» HOW TO COMPLETE THIS TASK
Scan the entries below for the word "lamp". Copy each line that has it.

» RECORD EXCERPTS
::::::

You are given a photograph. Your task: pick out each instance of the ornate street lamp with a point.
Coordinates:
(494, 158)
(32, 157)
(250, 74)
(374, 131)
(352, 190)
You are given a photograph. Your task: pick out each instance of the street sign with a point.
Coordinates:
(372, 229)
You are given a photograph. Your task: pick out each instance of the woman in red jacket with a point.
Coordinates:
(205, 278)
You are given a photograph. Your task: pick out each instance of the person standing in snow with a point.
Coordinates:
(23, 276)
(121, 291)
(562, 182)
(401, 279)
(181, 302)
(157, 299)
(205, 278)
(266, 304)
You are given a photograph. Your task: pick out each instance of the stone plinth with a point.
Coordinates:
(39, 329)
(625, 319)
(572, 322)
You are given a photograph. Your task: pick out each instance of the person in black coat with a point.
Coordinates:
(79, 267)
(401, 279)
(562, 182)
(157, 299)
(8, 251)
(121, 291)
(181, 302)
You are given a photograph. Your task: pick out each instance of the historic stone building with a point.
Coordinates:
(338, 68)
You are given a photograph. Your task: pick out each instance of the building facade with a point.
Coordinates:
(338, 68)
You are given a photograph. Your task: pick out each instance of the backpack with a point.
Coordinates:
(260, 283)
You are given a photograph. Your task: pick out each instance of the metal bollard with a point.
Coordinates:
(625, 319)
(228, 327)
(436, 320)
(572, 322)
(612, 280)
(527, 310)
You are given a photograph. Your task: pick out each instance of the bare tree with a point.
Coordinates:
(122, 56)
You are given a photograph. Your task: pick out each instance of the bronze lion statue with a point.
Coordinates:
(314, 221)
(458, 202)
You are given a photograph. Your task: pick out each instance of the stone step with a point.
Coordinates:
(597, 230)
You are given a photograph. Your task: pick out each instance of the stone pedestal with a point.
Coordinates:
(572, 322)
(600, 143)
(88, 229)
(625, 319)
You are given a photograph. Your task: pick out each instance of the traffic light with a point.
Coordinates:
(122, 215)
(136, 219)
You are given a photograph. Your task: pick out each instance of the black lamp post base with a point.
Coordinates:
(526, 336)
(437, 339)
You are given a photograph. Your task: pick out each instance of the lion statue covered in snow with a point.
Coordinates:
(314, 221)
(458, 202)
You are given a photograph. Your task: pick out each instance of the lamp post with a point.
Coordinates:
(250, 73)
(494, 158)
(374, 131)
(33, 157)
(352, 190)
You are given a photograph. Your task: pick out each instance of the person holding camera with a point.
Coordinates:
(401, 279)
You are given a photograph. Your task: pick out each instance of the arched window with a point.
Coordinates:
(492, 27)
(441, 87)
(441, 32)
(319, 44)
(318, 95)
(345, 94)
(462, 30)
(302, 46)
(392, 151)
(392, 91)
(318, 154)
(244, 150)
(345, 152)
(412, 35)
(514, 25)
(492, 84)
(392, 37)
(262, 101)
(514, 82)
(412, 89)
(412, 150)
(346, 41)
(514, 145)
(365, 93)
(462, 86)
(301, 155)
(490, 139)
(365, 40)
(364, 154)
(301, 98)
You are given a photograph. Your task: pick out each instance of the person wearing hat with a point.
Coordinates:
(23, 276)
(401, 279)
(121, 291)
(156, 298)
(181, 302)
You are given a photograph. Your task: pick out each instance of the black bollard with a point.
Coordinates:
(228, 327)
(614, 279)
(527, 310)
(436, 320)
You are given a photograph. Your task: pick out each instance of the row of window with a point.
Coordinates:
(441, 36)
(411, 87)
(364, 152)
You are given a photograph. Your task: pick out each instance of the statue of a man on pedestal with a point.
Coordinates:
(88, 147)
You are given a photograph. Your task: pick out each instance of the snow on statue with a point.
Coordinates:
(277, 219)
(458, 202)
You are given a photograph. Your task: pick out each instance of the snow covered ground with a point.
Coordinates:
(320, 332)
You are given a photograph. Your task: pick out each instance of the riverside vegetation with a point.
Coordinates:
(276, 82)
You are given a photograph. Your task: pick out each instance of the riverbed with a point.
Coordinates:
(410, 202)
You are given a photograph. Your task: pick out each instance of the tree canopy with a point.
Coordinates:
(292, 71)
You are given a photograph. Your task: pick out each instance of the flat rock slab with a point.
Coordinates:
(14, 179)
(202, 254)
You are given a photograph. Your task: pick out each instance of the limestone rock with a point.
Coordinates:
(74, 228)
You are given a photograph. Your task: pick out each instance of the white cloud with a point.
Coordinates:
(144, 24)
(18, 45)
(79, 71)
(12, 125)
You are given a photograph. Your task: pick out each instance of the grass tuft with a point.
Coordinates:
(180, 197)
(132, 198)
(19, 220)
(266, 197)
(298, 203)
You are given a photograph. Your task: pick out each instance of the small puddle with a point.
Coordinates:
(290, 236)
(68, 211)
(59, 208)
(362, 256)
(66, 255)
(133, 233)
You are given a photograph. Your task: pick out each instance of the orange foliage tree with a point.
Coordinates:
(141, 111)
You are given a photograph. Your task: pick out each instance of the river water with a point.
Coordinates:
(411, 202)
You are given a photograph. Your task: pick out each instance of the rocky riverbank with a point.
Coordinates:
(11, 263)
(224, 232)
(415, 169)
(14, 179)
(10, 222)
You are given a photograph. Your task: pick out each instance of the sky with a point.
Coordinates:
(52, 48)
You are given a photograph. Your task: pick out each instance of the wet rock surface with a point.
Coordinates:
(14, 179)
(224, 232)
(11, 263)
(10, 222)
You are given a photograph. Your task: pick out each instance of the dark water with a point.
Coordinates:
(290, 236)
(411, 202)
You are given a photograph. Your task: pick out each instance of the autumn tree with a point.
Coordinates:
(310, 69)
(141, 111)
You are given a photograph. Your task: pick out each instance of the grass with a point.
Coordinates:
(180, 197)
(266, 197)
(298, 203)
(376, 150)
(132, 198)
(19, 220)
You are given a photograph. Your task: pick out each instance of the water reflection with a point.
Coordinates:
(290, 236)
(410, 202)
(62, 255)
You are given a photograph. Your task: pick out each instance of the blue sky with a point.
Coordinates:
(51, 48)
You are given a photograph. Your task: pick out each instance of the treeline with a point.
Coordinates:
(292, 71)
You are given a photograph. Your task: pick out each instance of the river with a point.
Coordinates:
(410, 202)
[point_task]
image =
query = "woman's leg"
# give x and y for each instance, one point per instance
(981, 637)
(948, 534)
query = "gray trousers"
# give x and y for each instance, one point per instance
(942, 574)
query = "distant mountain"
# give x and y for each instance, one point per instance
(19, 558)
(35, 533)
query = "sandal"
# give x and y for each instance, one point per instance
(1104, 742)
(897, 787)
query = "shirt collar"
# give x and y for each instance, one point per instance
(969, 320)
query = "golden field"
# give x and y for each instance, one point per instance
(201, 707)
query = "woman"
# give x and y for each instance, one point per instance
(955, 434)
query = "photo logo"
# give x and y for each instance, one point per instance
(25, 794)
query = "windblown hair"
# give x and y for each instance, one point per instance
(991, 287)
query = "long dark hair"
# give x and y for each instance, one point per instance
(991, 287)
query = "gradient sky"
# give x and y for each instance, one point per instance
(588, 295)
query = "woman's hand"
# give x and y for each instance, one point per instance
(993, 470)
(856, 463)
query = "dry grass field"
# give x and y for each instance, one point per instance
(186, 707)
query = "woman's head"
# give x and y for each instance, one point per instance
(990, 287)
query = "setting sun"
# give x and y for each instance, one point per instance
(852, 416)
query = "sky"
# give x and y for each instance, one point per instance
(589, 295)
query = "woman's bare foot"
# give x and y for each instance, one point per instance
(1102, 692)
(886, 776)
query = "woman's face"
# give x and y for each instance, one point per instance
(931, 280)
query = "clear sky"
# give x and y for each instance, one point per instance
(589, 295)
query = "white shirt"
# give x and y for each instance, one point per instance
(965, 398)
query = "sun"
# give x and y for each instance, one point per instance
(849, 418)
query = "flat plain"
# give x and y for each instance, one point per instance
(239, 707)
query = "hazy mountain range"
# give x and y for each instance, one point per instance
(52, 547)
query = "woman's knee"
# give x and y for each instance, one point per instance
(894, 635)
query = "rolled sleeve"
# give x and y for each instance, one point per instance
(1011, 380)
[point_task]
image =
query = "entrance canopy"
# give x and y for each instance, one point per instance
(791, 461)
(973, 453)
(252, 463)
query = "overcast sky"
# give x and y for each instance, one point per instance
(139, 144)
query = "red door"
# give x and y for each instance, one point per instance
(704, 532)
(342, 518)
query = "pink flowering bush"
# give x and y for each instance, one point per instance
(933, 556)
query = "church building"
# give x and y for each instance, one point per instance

::::::

» SOLVED EXERCISE
You are given a photograph. Your task: pick out each instance of the ornate street lamp with a point.
You are given a photograph. Your task: pick out each instance of the black lamp post base with a point.
You are given a photograph. Your task: pick out each instance of the lamp post with a point.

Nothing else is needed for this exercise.